Contour annotation records
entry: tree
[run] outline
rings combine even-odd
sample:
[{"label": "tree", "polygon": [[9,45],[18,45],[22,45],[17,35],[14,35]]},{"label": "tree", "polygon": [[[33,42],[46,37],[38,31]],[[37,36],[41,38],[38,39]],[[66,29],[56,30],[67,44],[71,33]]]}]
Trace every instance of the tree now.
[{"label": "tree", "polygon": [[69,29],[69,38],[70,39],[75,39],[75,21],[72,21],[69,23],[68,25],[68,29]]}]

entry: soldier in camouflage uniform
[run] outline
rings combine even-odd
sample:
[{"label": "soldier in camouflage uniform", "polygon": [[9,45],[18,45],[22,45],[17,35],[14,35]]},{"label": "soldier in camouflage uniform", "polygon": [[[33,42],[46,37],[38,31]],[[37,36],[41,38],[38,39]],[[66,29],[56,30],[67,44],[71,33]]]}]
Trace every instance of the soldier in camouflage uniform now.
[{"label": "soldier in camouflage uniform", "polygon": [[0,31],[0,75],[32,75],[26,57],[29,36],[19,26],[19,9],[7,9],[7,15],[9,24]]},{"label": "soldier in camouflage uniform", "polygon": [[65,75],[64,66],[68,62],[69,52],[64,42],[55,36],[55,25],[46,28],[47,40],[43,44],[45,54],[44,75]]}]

TASK DETAILS: Lay out the records above as a two-column CSV with the header row request,answer and one row per record. Put the record's text under request and its answer under answer, each in a single quoted field, with line breaks turned into spaces.

EXERCISE ANSWER:
request,answer
"entry: tree [run] outline rings combine even-odd sample: [{""label"": ""tree"", ""polygon"": [[9,45],[18,45],[22,45],[17,35],[14,35]]},{""label"": ""tree"", ""polygon"": [[[33,42],[46,37],[38,31]],[[37,36],[41,38],[38,39]],[[66,29],[56,30],[67,44],[71,33]]]}] Trace every instance of the tree now.","[{""label"": ""tree"", ""polygon"": [[69,29],[69,38],[70,39],[75,39],[75,21],[72,21],[69,23],[68,25],[68,29]]}]"
"entry: soldier in camouflage uniform [run] outline rings combine even-odd sample: [{""label"": ""soldier in camouflage uniform"", ""polygon"": [[9,45],[18,45],[22,45],[17,35],[14,35]]},{""label"": ""soldier in camouflage uniform"", ""polygon"": [[[33,42],[46,37],[38,31]],[[37,36],[41,38],[38,39]],[[66,29],[56,30],[67,44],[71,33]]]}] Trace every instance of the soldier in camouflage uniform now.","[{""label"": ""soldier in camouflage uniform"", ""polygon"": [[0,31],[0,75],[32,75],[26,57],[29,36],[19,26],[19,9],[7,9],[7,15],[9,24]]},{""label"": ""soldier in camouflage uniform"", ""polygon"": [[65,75],[64,66],[68,62],[69,52],[64,42],[55,36],[55,25],[46,28],[47,40],[43,44],[45,54],[44,75]]}]"